— start Task input —
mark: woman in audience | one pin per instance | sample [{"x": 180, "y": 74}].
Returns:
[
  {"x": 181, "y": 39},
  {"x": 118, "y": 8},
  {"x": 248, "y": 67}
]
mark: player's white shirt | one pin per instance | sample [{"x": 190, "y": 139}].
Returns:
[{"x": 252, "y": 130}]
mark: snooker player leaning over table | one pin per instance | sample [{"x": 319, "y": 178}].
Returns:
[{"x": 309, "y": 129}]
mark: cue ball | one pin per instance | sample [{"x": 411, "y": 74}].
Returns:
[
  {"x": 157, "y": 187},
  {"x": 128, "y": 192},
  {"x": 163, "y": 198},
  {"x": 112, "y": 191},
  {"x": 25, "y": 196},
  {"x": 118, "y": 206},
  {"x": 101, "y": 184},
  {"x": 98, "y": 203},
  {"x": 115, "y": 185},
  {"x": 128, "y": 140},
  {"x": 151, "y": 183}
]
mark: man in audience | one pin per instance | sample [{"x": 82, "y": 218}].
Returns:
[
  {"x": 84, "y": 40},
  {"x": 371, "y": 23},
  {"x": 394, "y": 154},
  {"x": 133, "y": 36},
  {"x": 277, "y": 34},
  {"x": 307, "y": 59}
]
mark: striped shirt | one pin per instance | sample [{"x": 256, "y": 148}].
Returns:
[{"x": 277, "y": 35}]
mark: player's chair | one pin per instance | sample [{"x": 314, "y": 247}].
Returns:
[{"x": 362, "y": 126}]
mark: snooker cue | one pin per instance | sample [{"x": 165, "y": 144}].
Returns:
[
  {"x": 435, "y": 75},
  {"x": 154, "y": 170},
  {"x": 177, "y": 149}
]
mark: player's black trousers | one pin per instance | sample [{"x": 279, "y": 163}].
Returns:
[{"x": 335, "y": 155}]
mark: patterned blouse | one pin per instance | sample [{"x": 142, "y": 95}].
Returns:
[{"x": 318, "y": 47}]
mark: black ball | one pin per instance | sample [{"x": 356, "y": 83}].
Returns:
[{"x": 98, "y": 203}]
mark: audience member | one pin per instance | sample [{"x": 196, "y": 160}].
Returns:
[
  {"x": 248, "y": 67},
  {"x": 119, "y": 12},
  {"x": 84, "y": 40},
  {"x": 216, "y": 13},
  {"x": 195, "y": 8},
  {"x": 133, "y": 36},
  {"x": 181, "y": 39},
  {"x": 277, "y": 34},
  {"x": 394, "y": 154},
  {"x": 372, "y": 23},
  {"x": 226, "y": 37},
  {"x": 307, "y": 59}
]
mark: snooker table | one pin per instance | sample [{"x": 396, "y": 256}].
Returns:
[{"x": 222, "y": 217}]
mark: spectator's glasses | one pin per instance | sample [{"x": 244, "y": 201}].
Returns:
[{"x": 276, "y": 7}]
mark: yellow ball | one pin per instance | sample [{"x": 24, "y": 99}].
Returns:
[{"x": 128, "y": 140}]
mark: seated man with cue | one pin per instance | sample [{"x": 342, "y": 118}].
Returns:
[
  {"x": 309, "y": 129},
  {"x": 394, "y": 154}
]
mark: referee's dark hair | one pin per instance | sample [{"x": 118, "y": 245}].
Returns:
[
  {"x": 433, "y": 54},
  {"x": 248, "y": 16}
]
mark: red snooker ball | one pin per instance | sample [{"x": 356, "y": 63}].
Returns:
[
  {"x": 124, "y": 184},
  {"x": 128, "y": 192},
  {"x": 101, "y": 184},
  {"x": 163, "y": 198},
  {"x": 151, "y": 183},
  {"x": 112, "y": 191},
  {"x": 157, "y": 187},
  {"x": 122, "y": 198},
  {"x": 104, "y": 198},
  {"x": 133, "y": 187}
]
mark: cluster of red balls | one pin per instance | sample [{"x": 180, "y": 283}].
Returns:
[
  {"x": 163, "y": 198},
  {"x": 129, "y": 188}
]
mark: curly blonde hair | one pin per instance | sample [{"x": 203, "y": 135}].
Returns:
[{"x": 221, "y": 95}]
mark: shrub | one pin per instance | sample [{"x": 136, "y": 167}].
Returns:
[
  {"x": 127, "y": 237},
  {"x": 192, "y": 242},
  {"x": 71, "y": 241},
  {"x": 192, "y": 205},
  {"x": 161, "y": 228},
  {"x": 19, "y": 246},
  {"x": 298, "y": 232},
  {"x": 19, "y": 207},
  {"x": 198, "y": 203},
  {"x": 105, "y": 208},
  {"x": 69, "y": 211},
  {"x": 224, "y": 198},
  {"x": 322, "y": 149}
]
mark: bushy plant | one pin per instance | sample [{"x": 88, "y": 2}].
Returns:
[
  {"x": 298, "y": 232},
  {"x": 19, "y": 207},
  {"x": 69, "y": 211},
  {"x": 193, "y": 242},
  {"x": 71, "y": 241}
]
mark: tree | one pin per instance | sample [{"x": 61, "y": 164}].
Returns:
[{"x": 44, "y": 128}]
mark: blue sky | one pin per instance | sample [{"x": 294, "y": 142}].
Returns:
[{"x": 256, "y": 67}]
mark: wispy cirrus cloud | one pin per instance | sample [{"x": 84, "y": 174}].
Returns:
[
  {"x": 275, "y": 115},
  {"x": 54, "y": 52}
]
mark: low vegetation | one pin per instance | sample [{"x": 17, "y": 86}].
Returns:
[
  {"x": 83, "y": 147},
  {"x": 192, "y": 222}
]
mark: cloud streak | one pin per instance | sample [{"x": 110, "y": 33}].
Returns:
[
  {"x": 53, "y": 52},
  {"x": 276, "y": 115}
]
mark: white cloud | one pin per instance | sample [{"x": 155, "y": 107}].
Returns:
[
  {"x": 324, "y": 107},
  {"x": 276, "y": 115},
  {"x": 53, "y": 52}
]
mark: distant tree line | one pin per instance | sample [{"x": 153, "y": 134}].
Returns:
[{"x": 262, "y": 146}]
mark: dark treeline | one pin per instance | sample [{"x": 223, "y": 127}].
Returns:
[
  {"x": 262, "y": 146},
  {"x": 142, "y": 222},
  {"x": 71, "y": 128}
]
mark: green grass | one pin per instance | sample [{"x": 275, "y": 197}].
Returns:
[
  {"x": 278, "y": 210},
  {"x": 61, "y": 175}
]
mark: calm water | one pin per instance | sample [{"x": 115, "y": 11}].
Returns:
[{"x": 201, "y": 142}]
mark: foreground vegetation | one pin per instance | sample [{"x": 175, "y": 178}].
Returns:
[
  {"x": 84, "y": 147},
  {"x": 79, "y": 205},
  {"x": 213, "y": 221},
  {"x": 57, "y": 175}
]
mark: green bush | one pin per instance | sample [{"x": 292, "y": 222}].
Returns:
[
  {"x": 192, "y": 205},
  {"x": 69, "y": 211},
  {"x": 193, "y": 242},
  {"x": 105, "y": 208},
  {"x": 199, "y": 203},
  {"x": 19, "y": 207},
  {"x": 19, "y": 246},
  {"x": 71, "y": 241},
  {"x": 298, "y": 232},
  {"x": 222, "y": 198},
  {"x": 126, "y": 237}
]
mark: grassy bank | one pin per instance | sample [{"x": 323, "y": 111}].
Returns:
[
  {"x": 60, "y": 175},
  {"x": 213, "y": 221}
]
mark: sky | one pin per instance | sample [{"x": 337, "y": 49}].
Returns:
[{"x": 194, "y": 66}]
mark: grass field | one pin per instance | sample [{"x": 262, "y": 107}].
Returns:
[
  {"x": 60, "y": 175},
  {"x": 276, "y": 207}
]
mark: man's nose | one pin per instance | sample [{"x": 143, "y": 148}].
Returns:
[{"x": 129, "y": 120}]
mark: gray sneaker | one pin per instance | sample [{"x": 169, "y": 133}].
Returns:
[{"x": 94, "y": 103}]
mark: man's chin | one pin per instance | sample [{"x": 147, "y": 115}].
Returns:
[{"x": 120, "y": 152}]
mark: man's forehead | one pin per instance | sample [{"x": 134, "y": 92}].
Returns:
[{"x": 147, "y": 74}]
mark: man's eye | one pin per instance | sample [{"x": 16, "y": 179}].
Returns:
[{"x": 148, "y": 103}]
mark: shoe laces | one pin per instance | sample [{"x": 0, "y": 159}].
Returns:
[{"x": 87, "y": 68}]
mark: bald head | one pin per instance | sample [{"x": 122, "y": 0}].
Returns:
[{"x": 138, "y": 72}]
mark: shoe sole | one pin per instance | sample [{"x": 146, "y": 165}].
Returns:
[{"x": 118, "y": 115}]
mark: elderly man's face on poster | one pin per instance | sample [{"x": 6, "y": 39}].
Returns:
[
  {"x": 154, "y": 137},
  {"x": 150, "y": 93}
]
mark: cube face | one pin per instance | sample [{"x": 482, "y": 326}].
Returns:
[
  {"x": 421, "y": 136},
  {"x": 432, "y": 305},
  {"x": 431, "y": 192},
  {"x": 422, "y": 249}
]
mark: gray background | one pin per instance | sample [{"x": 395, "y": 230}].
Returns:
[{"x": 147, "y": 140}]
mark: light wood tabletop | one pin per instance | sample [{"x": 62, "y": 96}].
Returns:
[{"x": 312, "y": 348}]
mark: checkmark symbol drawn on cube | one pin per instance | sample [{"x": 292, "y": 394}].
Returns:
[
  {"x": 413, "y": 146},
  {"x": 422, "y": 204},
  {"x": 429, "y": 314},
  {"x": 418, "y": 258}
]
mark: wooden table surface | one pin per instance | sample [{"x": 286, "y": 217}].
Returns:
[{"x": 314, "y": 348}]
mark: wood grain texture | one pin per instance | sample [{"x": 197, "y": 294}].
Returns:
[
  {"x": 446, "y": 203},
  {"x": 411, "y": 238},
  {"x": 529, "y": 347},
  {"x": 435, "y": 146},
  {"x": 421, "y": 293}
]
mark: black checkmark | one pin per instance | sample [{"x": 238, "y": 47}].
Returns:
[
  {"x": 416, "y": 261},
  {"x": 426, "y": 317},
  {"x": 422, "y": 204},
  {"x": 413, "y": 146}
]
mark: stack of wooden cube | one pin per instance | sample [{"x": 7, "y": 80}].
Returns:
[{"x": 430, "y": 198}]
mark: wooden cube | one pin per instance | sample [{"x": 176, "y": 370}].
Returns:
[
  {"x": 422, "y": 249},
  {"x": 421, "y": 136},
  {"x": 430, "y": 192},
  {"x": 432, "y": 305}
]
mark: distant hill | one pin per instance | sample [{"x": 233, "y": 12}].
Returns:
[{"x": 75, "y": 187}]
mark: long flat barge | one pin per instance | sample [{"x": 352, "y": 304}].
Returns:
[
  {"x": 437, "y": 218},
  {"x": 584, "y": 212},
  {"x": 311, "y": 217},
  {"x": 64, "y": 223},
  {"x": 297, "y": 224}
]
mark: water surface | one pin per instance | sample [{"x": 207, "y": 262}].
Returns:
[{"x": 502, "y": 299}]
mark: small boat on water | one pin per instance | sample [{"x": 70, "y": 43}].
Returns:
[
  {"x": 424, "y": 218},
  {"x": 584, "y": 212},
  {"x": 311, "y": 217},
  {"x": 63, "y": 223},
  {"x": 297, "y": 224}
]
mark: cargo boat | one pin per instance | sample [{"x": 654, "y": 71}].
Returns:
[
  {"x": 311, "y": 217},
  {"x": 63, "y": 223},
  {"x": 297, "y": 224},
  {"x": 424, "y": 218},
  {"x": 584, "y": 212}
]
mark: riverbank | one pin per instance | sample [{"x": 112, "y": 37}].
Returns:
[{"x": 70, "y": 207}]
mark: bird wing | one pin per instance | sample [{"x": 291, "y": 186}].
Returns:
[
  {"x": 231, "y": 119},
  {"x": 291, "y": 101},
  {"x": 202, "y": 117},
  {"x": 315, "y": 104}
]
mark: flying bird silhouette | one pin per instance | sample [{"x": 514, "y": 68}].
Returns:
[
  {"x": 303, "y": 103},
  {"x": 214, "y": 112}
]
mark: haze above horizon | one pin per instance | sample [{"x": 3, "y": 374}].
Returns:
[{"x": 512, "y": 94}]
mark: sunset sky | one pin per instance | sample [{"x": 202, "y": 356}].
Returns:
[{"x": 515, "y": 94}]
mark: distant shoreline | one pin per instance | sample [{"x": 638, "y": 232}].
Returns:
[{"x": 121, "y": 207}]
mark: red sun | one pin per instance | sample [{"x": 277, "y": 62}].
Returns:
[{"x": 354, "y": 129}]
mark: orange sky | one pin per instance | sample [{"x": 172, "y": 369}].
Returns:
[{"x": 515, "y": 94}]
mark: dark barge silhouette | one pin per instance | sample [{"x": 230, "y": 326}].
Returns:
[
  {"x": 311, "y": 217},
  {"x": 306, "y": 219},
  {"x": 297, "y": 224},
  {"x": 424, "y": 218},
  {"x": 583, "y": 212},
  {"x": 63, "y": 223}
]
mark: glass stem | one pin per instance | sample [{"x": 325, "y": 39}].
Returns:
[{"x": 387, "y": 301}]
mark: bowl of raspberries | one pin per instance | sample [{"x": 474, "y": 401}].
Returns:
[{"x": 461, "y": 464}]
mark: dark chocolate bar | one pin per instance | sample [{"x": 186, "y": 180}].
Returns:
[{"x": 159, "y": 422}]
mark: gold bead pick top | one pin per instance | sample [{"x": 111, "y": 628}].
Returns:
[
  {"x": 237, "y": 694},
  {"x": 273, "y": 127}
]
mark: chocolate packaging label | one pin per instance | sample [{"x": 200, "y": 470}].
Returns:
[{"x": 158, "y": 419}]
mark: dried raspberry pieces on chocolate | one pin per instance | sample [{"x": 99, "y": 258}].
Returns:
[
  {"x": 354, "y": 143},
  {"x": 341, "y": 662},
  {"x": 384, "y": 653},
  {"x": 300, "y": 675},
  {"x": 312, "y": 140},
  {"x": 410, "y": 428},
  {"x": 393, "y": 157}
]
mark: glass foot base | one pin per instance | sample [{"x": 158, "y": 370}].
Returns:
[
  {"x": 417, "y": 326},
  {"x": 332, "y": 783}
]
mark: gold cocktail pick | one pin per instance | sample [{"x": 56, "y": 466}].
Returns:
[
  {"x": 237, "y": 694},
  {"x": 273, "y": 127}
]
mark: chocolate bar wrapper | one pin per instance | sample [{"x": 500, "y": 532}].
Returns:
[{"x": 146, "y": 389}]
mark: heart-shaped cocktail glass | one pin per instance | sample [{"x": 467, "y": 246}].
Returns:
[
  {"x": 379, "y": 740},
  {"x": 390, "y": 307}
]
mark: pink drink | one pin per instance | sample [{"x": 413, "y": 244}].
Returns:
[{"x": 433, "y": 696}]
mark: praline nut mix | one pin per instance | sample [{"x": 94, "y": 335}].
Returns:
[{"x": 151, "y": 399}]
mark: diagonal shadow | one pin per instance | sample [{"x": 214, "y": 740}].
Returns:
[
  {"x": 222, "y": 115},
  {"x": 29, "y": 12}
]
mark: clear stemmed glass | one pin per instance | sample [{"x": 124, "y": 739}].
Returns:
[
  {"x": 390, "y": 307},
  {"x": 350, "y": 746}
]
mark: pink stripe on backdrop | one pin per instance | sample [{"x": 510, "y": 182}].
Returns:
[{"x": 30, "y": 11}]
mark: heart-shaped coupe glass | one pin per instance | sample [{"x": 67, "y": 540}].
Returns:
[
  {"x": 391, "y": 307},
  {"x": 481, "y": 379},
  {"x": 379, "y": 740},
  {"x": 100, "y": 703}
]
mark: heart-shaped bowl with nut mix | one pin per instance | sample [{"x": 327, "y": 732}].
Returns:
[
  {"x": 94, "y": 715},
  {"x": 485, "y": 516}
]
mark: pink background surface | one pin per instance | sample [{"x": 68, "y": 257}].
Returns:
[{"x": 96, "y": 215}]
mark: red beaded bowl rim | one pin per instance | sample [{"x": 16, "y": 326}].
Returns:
— end Task input —
Instructions to follow: Please reproduce the data without changes, from the line containing "mark: diagonal shadow" through the end of the data, with both ends included.

Exercise answer:
mark: diagonal shadow | one pin per instance | sample [{"x": 214, "y": 740}].
Returns:
[
  {"x": 222, "y": 115},
  {"x": 29, "y": 12}
]
mark: clear stemmed glass | one pin per instance | sample [{"x": 124, "y": 739}].
Returns:
[
  {"x": 390, "y": 307},
  {"x": 350, "y": 746}
]
mark: pink stripe on backdrop | one pin per instance | sample [{"x": 510, "y": 182}].
Returns:
[{"x": 30, "y": 11}]
mark: heart-shaped coupe glass | one pin per instance | sample [{"x": 67, "y": 540}].
Returns:
[
  {"x": 391, "y": 307},
  {"x": 481, "y": 379},
  {"x": 379, "y": 740},
  {"x": 100, "y": 703}
]
mark: heart-shaped bowl with nut mix | one pin per instance | sample [{"x": 327, "y": 732}].
Returns:
[
  {"x": 94, "y": 715},
  {"x": 485, "y": 516}
]
mark: pink background surface | one pin per instance | sample [{"x": 68, "y": 257}].
Returns:
[{"x": 96, "y": 215}]
mark: red beaded bowl rim | one pin per instance | sample [{"x": 16, "y": 326}].
Returns:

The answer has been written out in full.